As some of you may know, I have created artwork in various forms, most of it 18+/NSFW. However, it's not selling and I honestly haven't a clue why. Clearly, there's a problem somewhere, but I don't know exactly where it lies ... I hope it isn't marketing (or a lack thereof), because then I'm fucked, seeing as I'm doing that by myself without help. No doubt, reading some of the digital marketing eBooks sitting in my library would be of some use here.
There's got to be a market for my digital art somewhere and some means by which to move/sell it, one way or another; I just haven't found it yet. It may require finding the right NFT marketplace (or even building my own), but I'd prefer to avoid kissing a lot of frogs to find a prince if I can help it. After all, I did promise Dave Sawyer and PVM I'd gift them some of it ... I suppose I could build an eCommerce portal for my art on my Website, but I don't necessarily want my art associated with my professional business of building people's Websites. Perhaps biting the bullet and purchasing an unstoppable domain (maybe hosting it on IPFS) is something I should look into as well.
Since Deviant Art no longer caters to deviants, Vixxi is sadly no more, I'm having trouble selling NFTs on OpenSea and SolSea (possibly due to technical issues with those platforms; I can't even mint NFTs and gift them to people whom can circulate them and get my name out), my Weasyl account probably still hasn't been activated despite having created it about a month ago (I haven't looked recently, but don't expect feedback on that) and I can't remember the name of the other Web3 site at which I looked (which might be defunct, anyway)... I wonder if it's time to go back to trying to promote my artwork on Patreon in the hope people subscribe. I might be able to do the same with BMC, but I haven't really played with it or got to grips with it as much as I have with Patreon; it seems a bit of a waste of time for me to do so if I have no subscribers.
I suppose it's a bit of a chicken-and-egg situation, really: Do I post some of the promotional content (as below), which I've done before without much success, and hope people like it enough to subscribe, or do I push them to subscribe and then post content once they have, until such time as they stop? I'm not at all sure of what's optimal here. Nothing ventured, nothing gained, right? I just wonder at what point taking that approach becomes foolhardy and a waste of time. I'd ask on Stack Exchange, except my post would probably violate guidelines and get closed/deleted for the infraction. I'd ask on My Lot, except that my account got banned for promoting my content and including an outbound link. (I wonder if I'd be permitted to promote my content if I gave explicit directions/instructions on how to find it, but without actually directly linking to it. That seems a bit convoluted and contrived to me.) Ah, the joys of working within the constraints of Web 2.0 ...

※ ※ ※

→ **WHAT TO PRODUCE**
Resume the post about struggling to sell artwork online, picking up after its last sentence.

→ **DATASET EXCERPT**
※ ※ ※

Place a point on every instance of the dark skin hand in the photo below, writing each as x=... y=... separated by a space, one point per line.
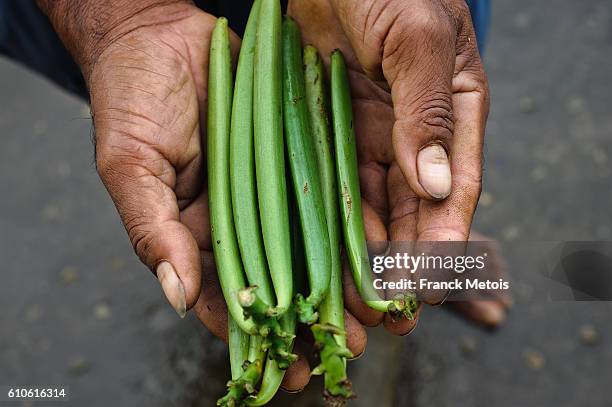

※ ※ ※

→ **ANSWER FOR THE TASK**
Those options might be worth a shot (even though I don't like that they're Web 2.0 and linked to PayPal, which takes up to 8% of my earnings after the sites take their cut). However, the other options which I've tried so far seem to be a dead end and some income is better than none, if I can get it... Any takers? Knowing how things have gone before, I suspect not. I would be pleasantly surprised to be proved wrong, of course.
There is of course the issue of how to digitally sign/watermark my content in such a way that the identification of it as my creation can't be easily tampered with or removed once it has been purchased, but that's currently a secondary issue to the fact that it's not selling in the first place. I'm sure there must be ways, including steganography (since EXIF data can be stripped and often is), although I don't know if resampling/down-scaling by sites that use it has any impact on that. So many things to consider and investigate just to hopefully make some money/crypto, so little time ...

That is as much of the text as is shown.